REQUIREMENT ->
Copy out every line holding the string "verge" from the records below.

Segment Start: DATA RECORDS

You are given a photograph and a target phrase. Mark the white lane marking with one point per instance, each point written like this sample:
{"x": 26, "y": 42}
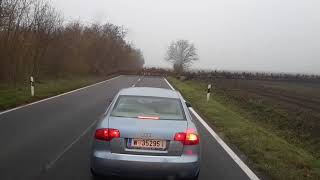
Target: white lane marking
{"x": 233, "y": 155}
{"x": 50, "y": 164}
{"x": 19, "y": 107}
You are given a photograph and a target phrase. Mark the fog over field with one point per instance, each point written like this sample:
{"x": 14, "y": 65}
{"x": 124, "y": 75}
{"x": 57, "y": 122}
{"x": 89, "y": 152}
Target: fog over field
{"x": 252, "y": 35}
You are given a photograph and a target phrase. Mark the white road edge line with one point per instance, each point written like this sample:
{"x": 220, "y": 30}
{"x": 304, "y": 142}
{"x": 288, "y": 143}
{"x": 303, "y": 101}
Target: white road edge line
{"x": 50, "y": 164}
{"x": 233, "y": 155}
{"x": 19, "y": 107}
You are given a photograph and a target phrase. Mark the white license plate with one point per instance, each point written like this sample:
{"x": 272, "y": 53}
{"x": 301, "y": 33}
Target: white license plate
{"x": 147, "y": 144}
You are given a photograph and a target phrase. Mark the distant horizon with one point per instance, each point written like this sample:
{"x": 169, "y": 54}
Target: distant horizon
{"x": 238, "y": 71}
{"x": 266, "y": 35}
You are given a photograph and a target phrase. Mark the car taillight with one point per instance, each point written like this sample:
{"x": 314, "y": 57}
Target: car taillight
{"x": 106, "y": 134}
{"x": 189, "y": 138}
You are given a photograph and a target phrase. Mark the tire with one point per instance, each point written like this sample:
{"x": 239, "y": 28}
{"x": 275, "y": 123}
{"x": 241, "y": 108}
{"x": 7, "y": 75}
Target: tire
{"x": 193, "y": 178}
{"x": 94, "y": 175}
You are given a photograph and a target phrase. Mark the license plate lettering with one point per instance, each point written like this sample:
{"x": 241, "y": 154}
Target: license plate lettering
{"x": 147, "y": 144}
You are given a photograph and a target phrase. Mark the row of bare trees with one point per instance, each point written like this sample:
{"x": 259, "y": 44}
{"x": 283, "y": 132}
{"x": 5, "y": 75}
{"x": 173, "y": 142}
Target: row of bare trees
{"x": 34, "y": 40}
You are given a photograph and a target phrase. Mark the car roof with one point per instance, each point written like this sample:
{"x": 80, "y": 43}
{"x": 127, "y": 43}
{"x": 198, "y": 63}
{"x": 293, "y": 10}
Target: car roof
{"x": 150, "y": 91}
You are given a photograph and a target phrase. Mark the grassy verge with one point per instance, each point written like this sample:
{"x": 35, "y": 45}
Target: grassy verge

Segment End: DATA RECORDS

PROBLEM SOLUTION ->
You are given a photograph and a target phrase. Mark the grassy verge with one point per instance, each point written like this sample:
Target: grassy verge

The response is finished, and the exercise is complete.